PROBLEM TO SOLVE>
The records below are to be reproduced exactly, with every picture left out.

DATASET ENTRIES>

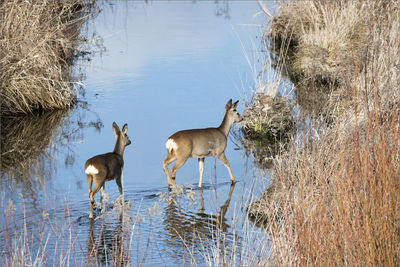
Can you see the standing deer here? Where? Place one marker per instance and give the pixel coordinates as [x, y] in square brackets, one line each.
[106, 167]
[201, 143]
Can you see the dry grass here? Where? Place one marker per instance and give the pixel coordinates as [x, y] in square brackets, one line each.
[326, 44]
[334, 197]
[37, 47]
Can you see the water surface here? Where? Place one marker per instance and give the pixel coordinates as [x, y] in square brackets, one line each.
[164, 66]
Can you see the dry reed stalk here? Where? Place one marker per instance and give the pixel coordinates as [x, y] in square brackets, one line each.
[334, 197]
[37, 47]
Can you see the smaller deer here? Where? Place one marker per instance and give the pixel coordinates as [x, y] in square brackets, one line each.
[201, 143]
[106, 167]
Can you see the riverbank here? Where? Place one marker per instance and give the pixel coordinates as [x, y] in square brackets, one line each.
[39, 44]
[334, 197]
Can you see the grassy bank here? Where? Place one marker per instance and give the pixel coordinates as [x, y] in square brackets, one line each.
[39, 40]
[334, 197]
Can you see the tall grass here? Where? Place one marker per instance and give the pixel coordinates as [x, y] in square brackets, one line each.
[38, 44]
[334, 197]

EXERCISE RESPONSE>
Can you see the standing deer here? Where? Place one marker per instance and give the pixel coordinates as [x, y] in square brackets, one line each.
[106, 167]
[201, 143]
Can you see the dry grass here? Where? Place one marker per instance and give the pixel coordinates as [x, y] in square brackets, one line each.
[326, 44]
[334, 197]
[37, 47]
Can you see the water surface here? Where? Place one marker per instance and give the pixel coordinates as [x, y] in square brackets, one line each.
[164, 66]
Can you see the dry reed stalk here? Where? Place one marker per instance and give the pixel coordinates as [x, y] in square brackets, one line each.
[334, 197]
[37, 47]
Can you see the smaller deer here? Where? Place one marker per instance and give the pixel coordinates as [x, y] in square brackets, one line each.
[201, 143]
[106, 167]
Can you see the riverbank here? Where? Place one marker per instance and give the pixel coordinates as [x, y] in square brackets, one line each.
[39, 44]
[334, 197]
Can you see the grassy bank here? Where? Place one marker per instance and give the pixel coordinates as [x, y] in square brackets, one line each.
[39, 40]
[334, 197]
Can you see the tall grass here? Where? Place one marker per instance and give the pixel coordinates as [x, y] in square brackets, one line each.
[38, 44]
[334, 197]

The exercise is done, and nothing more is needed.